__GIVEN TASK__:
Extract every line below and reproduce each one word for word, in the same order.

Annotated coordinate records
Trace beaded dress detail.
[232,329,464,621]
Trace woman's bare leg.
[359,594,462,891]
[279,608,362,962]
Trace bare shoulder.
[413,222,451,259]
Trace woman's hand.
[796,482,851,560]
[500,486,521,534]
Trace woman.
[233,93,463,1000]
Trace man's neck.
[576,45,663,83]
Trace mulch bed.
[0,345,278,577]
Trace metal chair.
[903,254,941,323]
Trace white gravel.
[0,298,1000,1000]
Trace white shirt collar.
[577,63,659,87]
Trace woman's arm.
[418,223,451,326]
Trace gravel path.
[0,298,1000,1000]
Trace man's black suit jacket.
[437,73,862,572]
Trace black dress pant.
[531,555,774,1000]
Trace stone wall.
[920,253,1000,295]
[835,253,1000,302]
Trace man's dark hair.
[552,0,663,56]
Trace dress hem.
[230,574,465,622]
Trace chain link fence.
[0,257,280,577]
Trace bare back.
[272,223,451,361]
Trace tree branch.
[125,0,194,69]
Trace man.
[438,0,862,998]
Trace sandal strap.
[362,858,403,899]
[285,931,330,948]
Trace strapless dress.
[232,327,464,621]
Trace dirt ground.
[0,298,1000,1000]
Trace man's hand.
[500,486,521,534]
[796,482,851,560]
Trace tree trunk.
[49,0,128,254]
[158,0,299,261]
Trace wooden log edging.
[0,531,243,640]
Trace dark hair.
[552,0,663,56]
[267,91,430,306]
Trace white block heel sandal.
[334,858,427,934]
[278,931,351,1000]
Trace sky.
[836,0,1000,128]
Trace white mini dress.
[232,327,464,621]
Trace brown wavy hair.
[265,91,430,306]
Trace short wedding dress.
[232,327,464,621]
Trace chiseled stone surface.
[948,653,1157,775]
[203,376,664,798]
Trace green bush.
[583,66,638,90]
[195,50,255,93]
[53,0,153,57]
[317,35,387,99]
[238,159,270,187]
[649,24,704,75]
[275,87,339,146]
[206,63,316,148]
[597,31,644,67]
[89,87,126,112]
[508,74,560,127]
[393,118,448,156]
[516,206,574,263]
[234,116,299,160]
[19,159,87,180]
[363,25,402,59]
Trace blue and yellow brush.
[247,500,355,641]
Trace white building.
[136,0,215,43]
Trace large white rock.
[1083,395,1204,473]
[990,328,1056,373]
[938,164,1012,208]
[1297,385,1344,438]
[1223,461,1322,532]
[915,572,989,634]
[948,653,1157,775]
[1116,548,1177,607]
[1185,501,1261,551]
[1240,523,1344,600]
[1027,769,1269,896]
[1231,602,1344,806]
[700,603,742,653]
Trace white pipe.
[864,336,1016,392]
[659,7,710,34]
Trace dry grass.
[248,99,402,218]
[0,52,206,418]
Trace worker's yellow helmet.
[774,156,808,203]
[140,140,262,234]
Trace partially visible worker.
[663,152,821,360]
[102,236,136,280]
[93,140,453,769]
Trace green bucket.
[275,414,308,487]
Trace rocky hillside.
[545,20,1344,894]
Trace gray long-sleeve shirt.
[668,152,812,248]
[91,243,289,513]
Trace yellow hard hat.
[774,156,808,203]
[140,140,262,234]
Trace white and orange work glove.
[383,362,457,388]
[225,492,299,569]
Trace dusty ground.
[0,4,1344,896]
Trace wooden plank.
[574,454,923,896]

__FULL OUTPUT__:
Trace beaded dress detail.
[232,329,464,621]
Trace woman's bare leg.
[359,594,462,891]
[279,608,362,962]
Trace bare shoulder.
[413,222,451,259]
Trace woman's hand.
[796,482,851,560]
[500,486,521,534]
Trace woman.
[233,93,463,1000]
Trace man's neck.
[576,45,663,83]
Trace mulch bed.
[0,345,278,577]
Trace metal chair.
[903,254,941,323]
Trace white gravel.
[0,298,1000,1000]
Trace white shirt collar.
[577,63,659,87]
Trace woman's arm.
[418,223,451,326]
Trace gravel path.
[0,298,1000,1000]
Trace man's black suit jacket.
[437,73,862,572]
Trace black dress pant.
[531,555,774,1000]
Trace stone wall.
[920,253,1000,295]
[835,253,1000,302]
Trace man's dark hair.
[552,0,663,56]
Trace dress hem.
[230,574,465,622]
Trace chain link fence.
[0,257,280,577]
Trace bare back.
[272,223,451,361]
Trace tree branch.
[125,0,194,69]
Trace man.
[438,0,862,998]
Trace sandal strap.
[362,858,403,899]
[285,931,330,948]
Trace strapless dress.
[232,327,464,621]
Trace dirt ground.
[0,298,1000,1000]
Trace man's hand.
[500,486,521,534]
[796,482,851,560]
Trace tree trunk.
[49,0,128,254]
[158,0,299,261]
Trace wooden log edging.
[0,531,243,640]
Trace dark hair.
[552,0,663,56]
[267,91,430,306]
Trace white block heel sandal.
[334,858,427,934]
[278,931,351,1000]
Trace sky.
[836,0,1000,128]
Trace white mini dress.
[232,327,464,621]
Trace brown wavy hair.
[265,91,430,306]
Trace short wedding dress.
[232,327,464,621]
Trace chiseled stone surface.
[948,653,1157,775]
[203,376,664,798]
Trace green bush.
[583,66,638,90]
[195,50,255,93]
[53,0,153,57]
[317,35,387,99]
[238,159,270,187]
[649,24,704,75]
[275,87,339,146]
[206,63,316,148]
[597,31,644,67]
[89,87,126,112]
[508,74,560,127]
[393,118,448,156]
[516,206,574,263]
[234,116,299,160]
[19,159,87,180]
[363,25,402,59]
Trace blue and yellow brush.
[247,500,355,641]
Trace white building.
[136,0,215,43]
Trace large white rock.
[1083,395,1204,473]
[990,328,1056,373]
[938,164,1012,208]
[1297,385,1344,438]
[1223,461,1322,532]
[915,572,989,634]
[948,653,1157,775]
[1116,548,1177,607]
[1185,501,1261,551]
[1240,523,1344,600]
[1027,769,1269,896]
[1231,602,1344,806]
[700,603,742,653]
Trace white pipe.
[864,336,1016,392]
[659,7,710,34]
Trace dry grass.
[248,99,402,218]
[0,52,206,418]
Trace worker's yellow helmet.
[774,156,808,203]
[140,140,262,234]
Trace partially visible worker.
[663,152,821,360]
[102,236,136,280]
[93,140,453,769]
Trace green bucket.
[275,414,308,487]
Trace rocky hillside.
[545,20,1344,894]
Trace gray long-sleeve shirt.
[668,152,812,248]
[91,243,289,513]
Trace yellow hard hat.
[774,156,808,203]
[140,140,262,234]
Trace white and orange work glove.
[383,362,457,388]
[225,492,299,569]
Trace dusty ground.
[0,4,1344,896]
Trace wooden plank.
[574,454,923,896]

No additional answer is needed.